▶ **Activity**
If a line in the data below holds the word "rain", copy it.

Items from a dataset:

────────────────────────────────────────

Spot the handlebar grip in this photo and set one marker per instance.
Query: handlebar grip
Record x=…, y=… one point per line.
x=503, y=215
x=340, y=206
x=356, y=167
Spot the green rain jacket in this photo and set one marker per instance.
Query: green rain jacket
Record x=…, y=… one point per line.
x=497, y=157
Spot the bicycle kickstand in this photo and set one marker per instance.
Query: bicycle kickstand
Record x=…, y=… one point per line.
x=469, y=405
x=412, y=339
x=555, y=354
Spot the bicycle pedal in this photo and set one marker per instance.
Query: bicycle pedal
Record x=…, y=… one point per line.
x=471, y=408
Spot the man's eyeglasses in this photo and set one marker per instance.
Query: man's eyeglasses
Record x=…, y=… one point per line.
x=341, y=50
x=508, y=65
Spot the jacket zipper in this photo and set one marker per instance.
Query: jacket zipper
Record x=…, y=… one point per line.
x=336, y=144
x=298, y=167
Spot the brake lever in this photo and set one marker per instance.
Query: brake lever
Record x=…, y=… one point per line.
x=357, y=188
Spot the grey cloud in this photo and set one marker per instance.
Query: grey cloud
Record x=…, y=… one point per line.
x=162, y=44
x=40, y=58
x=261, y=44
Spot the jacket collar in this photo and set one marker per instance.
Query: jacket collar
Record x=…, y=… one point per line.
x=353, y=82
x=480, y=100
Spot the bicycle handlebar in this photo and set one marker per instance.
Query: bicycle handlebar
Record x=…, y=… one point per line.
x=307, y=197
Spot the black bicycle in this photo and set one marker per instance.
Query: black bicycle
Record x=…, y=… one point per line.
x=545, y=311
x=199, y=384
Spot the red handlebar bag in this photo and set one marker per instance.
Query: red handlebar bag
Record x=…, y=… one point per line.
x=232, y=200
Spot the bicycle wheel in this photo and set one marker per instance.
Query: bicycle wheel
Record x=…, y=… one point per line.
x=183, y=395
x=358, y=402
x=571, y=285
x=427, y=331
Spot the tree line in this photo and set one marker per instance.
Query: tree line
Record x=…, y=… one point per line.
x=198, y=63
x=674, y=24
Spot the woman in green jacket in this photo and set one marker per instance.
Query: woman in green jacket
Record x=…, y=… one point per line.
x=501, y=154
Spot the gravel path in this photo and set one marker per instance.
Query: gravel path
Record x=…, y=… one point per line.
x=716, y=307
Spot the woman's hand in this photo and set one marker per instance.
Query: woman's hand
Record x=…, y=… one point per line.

────────────────────────────────────────

▶ **Answer to this exercise**
Spot the green rain jacket in this photo and set one marker per instance.
Query: green rain jacket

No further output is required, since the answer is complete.